[Stored entries]

BEGIN

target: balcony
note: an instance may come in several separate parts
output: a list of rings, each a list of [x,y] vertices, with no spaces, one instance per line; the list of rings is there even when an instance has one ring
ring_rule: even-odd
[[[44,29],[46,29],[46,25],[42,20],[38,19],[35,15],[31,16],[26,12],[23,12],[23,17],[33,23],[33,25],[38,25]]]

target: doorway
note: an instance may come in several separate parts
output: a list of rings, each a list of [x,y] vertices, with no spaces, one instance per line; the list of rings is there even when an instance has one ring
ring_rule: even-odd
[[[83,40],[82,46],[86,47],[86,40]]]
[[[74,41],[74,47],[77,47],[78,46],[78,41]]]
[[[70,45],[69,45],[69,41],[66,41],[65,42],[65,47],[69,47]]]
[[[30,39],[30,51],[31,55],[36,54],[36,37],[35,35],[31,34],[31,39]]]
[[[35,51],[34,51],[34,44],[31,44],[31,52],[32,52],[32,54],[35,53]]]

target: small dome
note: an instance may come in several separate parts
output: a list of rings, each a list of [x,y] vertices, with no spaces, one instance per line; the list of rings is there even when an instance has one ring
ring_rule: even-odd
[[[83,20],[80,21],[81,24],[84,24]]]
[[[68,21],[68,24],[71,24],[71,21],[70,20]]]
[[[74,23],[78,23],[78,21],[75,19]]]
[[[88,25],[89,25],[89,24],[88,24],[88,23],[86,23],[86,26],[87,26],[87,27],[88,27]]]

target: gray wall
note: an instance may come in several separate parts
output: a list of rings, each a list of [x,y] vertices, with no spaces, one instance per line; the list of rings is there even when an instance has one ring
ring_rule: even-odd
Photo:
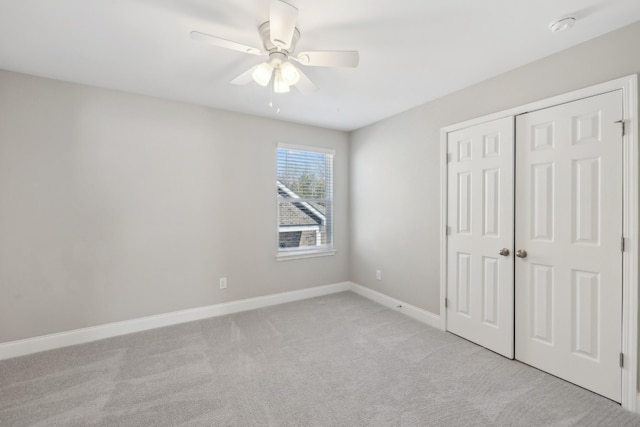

END

■ **What you will do**
Check each line of the entries for the string "target". Copy the lines that have it.

■ **Answer below**
target: balcony
target: doorway
target: small dome
target: gray wall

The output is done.